- PROBLEMA PLANTEADO A:
En el artículo «El festín de los cínicos», ¿qué lleva en cada mano quien se asoma al balcón?
- PROBLEMA PLANTEADO B:
Prosigue el artículo «El festín de los cínicos» a partir de su última frase, con el mismo tono.

- TEXTO PROPORCIONADO:
——————

El festín de los cínicos PDF Imprimir E-mail
Opinión / Actualidad - Política
Escrito por José Antonio Pérez-Tapias   
Viernes, 22 de Julio de 2016 05:30

Asomándose al balcón, con copa de vino en una mano y un cigarro puro en la otra, se dirigía al gentío que estaba allí abajo, al que algunos consideraban populacho y al que otros, con pretensiones de finura, llamaban plebe, para espetarles: “Esto es lo que hay”. Ni siquiera acudía en ayuda de más recursos retóricos para añadir: “O lo tomáis o lo dejáis”. No hacía falta. Y además le daba igual. El curso de los hechos era el que era y a la vista estaba que no iba a cambiar. Todo lo contrario.

Volviendo al salón donde festejaban sus triunfos, el jefe de la organización tampoco se molestaba en hablar demasiado con los suyos. Le bastaba ver con mirada complaciente y mueca de satisfecho ganador cómo para los suyos todo era contar anécdotas sobre el camino hacia la victoria. El regodeo colectivo subía a cotas de máximo placer al relatar una vez y otra cómo habían conseguido engañar a los adversarios –en verdad se atenían a esa consideración al modo de pacto tácito para evitar hablar de enemigos–, confundiéndolos entre ellos, interceptando los mensajes que se intercambiaban, en lo que había sido todo un despliegue de ardides bien estudiados para que sólo al final se desvelara la trama. Y el ridículo de los derrotados.

El jefe meditaba para sí entre trago y trago, sacando conclusiones al par que expulsaba el humo con maestría de fumador empedernido. El tiempo, esa clave fundamental, es lo que había que dominar. No hacía falta detenerse en veleidades intelectuales, de esas que le gustaban a un correligionario suyo con querencias piadosas al que gustaba recordar aquello de un santo que decía que si le preguntaban por el tiempo, no sabía lo que era, pero que si no le preguntaban, bien conocía la respuesta. El caso era manejarlo bien, porque quien maneja bien el tiempo y aguanta hasta el momento oportuno logra que su antagonista pierda espacio hasta quedar arrinconado en su propia nadería. No hacía falta ni disimular, pues al final serían los otros los que quedarían en evidencia una vez revelado su torpe simulacro. ¿Para qué tratar de encubrir lo que todo el mundo sabía? La hipocresía es inútil cuando todo es cuestión de mostrar las cartas del más fuerte.

——————

- DATOS GUARDADOS:
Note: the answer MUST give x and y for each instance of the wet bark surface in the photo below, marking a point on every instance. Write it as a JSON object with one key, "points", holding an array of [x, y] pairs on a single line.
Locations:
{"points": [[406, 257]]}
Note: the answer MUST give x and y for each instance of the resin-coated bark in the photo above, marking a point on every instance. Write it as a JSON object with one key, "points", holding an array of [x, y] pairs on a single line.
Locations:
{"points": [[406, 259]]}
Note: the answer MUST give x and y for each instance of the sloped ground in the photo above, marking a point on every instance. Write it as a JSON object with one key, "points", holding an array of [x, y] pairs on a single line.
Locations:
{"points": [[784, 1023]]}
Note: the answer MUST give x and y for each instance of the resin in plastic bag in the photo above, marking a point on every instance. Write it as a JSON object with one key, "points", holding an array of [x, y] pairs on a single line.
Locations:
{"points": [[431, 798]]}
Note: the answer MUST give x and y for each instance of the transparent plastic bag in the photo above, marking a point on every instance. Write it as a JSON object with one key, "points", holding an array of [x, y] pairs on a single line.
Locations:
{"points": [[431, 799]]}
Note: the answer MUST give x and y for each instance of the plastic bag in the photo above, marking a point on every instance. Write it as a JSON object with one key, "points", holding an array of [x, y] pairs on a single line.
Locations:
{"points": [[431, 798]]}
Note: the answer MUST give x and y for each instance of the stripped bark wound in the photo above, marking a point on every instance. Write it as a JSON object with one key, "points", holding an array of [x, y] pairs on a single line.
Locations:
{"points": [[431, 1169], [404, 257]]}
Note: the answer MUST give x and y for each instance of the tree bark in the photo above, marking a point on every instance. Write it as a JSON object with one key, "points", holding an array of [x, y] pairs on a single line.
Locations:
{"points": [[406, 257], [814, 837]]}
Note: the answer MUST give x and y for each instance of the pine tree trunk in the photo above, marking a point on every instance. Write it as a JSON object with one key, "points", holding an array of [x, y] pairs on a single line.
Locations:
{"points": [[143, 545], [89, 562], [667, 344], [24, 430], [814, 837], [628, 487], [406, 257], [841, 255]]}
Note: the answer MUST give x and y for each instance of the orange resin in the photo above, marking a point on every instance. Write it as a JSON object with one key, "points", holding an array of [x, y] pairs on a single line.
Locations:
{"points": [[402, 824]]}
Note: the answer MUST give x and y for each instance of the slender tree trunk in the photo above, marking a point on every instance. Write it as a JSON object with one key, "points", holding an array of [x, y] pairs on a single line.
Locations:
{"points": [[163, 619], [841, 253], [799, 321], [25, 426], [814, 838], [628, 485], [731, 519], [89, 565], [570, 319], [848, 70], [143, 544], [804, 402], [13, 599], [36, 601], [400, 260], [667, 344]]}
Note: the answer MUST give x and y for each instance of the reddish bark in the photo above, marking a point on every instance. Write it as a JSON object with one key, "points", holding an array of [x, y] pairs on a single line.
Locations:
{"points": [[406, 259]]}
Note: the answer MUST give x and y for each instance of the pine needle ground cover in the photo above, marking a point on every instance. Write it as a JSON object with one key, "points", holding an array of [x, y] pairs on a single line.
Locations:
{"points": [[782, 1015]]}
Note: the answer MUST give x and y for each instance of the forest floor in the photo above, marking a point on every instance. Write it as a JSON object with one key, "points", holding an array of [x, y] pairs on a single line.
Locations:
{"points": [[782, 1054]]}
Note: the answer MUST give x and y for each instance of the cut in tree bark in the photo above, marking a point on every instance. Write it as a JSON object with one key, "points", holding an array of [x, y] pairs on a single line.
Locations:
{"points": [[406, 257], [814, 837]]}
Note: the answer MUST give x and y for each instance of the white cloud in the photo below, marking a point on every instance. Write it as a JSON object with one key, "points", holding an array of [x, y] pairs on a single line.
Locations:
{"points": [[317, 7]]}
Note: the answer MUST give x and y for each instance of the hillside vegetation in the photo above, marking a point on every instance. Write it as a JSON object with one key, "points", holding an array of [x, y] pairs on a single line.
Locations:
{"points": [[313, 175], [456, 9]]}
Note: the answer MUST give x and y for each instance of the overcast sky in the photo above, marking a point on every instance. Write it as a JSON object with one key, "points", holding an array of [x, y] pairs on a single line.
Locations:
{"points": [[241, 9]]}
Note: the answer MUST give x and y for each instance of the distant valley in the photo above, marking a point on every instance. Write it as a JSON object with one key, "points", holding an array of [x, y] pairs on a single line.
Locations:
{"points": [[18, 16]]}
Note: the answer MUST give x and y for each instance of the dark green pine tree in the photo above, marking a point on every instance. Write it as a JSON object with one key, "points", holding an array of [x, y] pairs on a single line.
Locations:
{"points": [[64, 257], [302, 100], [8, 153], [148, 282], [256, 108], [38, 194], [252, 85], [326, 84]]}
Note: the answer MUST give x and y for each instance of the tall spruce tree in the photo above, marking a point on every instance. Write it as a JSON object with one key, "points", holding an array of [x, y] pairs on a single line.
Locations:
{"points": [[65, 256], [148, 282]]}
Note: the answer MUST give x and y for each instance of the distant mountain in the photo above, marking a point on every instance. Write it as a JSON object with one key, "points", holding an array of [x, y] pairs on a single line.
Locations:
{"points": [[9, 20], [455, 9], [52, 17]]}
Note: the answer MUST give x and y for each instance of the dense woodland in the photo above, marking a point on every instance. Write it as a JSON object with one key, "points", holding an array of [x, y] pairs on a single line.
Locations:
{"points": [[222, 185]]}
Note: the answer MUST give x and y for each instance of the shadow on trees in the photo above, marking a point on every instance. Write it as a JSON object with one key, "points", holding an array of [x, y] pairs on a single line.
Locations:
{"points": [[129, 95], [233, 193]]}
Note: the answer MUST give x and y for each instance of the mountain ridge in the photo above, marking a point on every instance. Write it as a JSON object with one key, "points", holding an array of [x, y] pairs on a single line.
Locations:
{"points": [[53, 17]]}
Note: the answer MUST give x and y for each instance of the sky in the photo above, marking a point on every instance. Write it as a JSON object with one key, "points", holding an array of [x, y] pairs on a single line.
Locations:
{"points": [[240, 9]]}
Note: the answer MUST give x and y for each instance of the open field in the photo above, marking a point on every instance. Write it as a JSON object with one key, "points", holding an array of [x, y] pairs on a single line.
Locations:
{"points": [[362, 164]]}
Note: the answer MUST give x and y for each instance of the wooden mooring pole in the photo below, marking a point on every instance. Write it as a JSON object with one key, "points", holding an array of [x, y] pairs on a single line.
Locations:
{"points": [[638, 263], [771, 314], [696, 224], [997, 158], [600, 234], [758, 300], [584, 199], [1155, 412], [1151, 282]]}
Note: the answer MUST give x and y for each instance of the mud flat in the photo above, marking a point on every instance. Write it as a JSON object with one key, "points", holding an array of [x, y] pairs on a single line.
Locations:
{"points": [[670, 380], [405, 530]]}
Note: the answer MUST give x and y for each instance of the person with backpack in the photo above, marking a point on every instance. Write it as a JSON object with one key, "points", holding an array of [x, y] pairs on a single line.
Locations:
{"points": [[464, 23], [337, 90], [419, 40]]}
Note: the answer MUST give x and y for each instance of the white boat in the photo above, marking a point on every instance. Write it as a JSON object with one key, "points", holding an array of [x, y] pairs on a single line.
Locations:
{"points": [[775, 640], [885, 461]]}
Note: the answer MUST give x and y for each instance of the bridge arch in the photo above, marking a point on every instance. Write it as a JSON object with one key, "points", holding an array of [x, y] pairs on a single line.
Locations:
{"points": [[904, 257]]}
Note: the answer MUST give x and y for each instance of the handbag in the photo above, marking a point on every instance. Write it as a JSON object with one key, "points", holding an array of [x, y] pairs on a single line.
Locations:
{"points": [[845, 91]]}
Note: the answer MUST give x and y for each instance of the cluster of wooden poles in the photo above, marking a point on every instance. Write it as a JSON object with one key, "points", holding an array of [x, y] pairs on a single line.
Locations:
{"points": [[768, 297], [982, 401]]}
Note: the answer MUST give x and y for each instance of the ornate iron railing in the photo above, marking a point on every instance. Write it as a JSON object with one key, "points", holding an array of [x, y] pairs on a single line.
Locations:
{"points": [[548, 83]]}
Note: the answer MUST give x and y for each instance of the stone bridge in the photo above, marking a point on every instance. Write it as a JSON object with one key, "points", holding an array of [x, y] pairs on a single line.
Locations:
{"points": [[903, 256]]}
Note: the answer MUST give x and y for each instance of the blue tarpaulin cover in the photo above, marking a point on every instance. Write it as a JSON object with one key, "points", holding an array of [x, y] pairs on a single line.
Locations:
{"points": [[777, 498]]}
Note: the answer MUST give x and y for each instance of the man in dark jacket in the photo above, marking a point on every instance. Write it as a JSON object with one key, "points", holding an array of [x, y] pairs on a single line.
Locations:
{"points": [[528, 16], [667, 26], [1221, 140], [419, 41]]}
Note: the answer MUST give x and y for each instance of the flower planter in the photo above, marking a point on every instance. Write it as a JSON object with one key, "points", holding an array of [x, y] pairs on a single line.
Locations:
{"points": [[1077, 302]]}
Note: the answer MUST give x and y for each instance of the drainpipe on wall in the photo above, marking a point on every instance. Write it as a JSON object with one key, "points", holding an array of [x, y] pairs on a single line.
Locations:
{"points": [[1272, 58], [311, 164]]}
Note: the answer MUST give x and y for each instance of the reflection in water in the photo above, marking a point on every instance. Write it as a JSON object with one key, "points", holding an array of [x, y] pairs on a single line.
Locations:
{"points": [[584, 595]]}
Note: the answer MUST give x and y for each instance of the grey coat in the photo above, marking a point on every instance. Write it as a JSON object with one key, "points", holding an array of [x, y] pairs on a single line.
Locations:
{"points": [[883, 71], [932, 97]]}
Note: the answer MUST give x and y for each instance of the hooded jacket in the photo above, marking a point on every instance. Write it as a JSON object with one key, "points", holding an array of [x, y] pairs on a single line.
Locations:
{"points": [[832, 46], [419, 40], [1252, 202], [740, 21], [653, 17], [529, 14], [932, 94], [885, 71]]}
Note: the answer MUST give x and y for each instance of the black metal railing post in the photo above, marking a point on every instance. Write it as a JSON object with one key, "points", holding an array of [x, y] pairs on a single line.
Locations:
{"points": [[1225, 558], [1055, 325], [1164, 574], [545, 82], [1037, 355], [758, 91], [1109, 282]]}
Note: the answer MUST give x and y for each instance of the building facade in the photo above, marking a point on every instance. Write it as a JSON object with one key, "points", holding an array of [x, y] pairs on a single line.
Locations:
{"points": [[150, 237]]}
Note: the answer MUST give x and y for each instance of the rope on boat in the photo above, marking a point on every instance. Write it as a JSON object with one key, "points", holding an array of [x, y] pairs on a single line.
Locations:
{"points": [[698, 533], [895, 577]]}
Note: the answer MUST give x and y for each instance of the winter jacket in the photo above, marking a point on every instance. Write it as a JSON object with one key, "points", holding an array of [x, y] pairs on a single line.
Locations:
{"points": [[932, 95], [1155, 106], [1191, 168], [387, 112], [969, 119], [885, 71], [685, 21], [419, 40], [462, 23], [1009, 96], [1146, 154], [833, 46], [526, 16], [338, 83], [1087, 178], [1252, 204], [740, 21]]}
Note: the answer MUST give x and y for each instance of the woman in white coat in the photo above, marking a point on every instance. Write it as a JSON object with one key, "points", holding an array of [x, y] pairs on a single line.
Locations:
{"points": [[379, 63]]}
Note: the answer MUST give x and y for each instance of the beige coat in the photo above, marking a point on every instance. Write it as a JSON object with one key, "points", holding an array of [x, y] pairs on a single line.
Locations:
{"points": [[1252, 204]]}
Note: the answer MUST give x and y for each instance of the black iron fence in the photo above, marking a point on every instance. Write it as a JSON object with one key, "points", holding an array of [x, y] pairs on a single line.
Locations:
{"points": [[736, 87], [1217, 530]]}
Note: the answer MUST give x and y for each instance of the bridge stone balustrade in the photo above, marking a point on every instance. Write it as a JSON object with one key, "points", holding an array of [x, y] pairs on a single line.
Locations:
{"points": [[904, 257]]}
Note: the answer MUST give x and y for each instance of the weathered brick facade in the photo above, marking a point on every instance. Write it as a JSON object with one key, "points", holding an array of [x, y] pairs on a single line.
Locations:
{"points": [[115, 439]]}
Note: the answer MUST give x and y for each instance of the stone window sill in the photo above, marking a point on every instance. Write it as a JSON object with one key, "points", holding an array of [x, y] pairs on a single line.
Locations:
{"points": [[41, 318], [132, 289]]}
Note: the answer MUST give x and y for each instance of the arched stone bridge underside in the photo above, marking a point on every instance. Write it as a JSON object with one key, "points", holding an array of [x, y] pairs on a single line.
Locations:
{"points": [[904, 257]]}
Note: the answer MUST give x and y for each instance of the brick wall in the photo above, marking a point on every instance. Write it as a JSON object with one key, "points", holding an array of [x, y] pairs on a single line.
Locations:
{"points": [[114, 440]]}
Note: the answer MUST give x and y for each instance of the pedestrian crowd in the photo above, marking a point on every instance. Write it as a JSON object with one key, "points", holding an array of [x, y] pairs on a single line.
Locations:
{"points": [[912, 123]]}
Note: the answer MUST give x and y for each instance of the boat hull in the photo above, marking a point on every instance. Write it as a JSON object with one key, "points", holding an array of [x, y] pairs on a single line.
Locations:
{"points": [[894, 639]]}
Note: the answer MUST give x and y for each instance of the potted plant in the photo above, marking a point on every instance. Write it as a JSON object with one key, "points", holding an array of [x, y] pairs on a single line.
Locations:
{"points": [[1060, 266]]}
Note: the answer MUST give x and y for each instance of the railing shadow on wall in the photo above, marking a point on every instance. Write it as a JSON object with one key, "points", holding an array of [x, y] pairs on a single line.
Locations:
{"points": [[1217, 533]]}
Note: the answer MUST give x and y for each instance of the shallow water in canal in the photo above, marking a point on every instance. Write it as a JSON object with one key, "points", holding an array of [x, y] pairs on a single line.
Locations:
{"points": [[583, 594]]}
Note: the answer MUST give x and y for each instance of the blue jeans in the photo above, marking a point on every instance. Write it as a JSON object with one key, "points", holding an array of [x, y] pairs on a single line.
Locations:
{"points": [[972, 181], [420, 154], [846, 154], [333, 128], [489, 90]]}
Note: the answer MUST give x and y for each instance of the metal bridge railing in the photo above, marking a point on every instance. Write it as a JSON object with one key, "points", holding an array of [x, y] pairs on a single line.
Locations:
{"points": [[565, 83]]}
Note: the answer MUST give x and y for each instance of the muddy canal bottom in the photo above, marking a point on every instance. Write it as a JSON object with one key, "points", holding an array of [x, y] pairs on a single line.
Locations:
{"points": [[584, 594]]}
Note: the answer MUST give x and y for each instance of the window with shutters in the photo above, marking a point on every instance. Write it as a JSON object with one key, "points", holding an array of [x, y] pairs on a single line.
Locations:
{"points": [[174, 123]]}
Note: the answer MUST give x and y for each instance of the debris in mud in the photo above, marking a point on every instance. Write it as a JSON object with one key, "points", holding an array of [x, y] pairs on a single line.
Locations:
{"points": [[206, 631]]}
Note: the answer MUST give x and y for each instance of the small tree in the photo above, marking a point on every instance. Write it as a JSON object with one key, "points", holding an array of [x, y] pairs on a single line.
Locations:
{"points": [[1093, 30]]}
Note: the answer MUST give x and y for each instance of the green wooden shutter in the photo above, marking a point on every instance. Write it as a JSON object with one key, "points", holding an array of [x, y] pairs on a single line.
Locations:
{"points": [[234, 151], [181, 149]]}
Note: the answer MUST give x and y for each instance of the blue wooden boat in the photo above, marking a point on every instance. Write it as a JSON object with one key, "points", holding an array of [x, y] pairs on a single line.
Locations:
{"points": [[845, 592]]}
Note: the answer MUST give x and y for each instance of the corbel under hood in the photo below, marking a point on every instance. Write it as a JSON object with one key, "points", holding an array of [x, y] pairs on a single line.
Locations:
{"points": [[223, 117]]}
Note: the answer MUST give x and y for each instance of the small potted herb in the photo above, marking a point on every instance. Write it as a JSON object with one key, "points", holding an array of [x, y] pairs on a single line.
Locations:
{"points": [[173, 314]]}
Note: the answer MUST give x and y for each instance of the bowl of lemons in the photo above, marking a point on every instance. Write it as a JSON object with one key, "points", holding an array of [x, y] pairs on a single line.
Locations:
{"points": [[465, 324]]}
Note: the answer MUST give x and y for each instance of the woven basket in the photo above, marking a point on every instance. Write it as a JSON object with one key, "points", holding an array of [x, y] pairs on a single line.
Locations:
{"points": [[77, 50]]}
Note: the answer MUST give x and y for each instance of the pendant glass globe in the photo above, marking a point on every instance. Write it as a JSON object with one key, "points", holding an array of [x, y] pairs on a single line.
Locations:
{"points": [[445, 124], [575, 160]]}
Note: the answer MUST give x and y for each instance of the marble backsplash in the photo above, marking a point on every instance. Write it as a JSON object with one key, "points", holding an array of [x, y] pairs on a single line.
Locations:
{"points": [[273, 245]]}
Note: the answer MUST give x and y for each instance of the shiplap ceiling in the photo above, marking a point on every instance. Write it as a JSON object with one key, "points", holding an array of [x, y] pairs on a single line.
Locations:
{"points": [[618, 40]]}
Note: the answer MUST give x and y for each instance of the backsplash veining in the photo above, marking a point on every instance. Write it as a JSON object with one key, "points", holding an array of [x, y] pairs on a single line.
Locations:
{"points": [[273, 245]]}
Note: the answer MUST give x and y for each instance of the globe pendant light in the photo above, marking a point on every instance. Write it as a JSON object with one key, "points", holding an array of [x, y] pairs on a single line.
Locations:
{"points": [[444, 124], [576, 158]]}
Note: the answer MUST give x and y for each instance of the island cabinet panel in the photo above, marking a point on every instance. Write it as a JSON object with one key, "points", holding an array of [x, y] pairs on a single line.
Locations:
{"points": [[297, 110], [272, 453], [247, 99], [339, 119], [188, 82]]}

——————

- RESPUESTA CORRECTA A:
Una copa de vino en una mano y un cigarro puro en la otra.

- RESPUESTA CORRECTA B:
Los festejantes no dejaban de celebrar su éxito, mas el tono de sus brindis, siendo gente de esa clase que estudia en colegios de pago, no impedía que por las ventanas llegaran a sus oídos los dardos envenenados que se lanzaban quienes, abajo, se acusaban mutuamente de ser los causantes de la derrota. El jefe de los de arriba había logrado poner a su fiel escudera en el puesto de una alta magistratura, desde el cual, sin duda, y contando con amigos bien reconocidos mediante ubicación en confortables sillones institucionales, se podrían controlar todos los movimientos de la inevitable asamblea a donde los plebeyos mandan a quienes dicen representarles. De nada sirvió que éstos intentaran, por un lado, pactar un candidato común o, por otro, mantener el suyo desde una posición que no por impotente dejaba de ser arrogante. Cuánta torpeza la de quienes, como pardillos, no pasaron de montar intensa algarabía, mientras profesionales avezados en las técnicas del poder se disponían a zampárselos bajo la atenta contemplación de los que, hasta un momento antes, se consideraban potenciales aliados de quienes se enzarzaban en esa variante de la viaja discusión sobre galgos o podencos que era la polémica entre el querer y el poder –en verdad, entre el no querer y el no poder–.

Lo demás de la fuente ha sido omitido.